**EXERCISE AIM:** Take the line with "Target: house" and all lines after it, through the end of the records below, and repeat them exactly.

**Natural language region descriptions:**
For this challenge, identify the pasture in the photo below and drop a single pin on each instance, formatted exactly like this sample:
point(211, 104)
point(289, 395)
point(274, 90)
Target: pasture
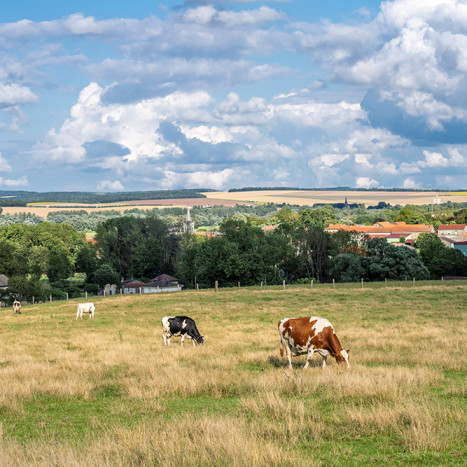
point(310, 197)
point(106, 391)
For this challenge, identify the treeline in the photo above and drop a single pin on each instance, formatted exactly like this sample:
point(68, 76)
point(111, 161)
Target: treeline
point(209, 218)
point(8, 198)
point(297, 250)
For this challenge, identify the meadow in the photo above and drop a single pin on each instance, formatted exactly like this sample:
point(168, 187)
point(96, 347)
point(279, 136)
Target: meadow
point(108, 392)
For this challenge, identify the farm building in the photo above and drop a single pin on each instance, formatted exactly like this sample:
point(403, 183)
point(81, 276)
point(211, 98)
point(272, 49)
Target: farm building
point(391, 231)
point(162, 283)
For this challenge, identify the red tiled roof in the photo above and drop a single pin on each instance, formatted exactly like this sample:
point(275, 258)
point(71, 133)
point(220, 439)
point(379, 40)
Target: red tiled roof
point(451, 227)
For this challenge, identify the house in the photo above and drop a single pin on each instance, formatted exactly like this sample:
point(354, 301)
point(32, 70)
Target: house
point(162, 283)
point(452, 230)
point(388, 230)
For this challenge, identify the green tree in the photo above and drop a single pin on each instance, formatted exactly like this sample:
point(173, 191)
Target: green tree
point(106, 274)
point(346, 267)
point(59, 265)
point(384, 261)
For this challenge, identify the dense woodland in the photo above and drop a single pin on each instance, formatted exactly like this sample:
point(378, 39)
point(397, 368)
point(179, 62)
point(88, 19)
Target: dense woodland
point(41, 257)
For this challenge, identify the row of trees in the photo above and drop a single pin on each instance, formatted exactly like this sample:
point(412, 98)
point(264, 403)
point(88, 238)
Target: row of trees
point(143, 247)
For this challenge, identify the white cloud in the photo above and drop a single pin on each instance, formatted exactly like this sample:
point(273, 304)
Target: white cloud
point(4, 165)
point(109, 185)
point(366, 182)
point(14, 183)
point(14, 94)
point(410, 183)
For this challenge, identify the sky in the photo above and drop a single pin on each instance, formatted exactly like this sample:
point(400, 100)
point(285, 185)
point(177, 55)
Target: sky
point(169, 94)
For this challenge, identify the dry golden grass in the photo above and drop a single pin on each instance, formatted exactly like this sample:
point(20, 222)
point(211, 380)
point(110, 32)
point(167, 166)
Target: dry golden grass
point(108, 392)
point(308, 198)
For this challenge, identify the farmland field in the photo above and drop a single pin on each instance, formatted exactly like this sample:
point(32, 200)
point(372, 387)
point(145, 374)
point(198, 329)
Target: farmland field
point(108, 392)
point(301, 198)
point(310, 197)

**REPLY TO THE TASK:**
Target: house
point(162, 283)
point(452, 230)
point(388, 230)
For this challenge, identify the green tree in the photo above and drop a single pin on each instance, formatted exactly like this sample:
point(173, 191)
Target: green tree
point(106, 274)
point(346, 267)
point(59, 265)
point(384, 261)
For this challenge, identify the dense woodland in the photo above and drop a single pin on each instance, formatted exactly like this sample:
point(378, 39)
point(397, 368)
point(179, 62)
point(88, 19)
Target: dense woodland
point(41, 257)
For this challenge, identify the row of trees in the photo above and drop a single pin on each instance, formatted exactly like this sample:
point(412, 98)
point(264, 403)
point(88, 238)
Target: row of trees
point(143, 247)
For this challenge, identify the white cloud in the photo above and drop a single pin on each instance, formatted exactly like this sample:
point(273, 304)
Target: white cloud
point(4, 165)
point(109, 185)
point(366, 182)
point(14, 183)
point(14, 94)
point(410, 183)
For this challenge, identify the sky in the photo above and drop a single pin on each instance, formatted exactly like this sample:
point(400, 100)
point(285, 185)
point(177, 55)
Target: sky
point(169, 94)
For this challenge, identify the dry golden grass in the photo above and drop a single pin on each instance, formatted exactly like this sample:
point(20, 222)
point(211, 380)
point(110, 32)
point(167, 166)
Target: dry golden grass
point(108, 392)
point(308, 198)
For this challenge, identify the farmland field in the photo above and drop a single pin on each instance, formatted exactly like this sample:
point(32, 200)
point(372, 387)
point(145, 374)
point(198, 329)
Target: farmland field
point(108, 392)
point(301, 198)
point(310, 197)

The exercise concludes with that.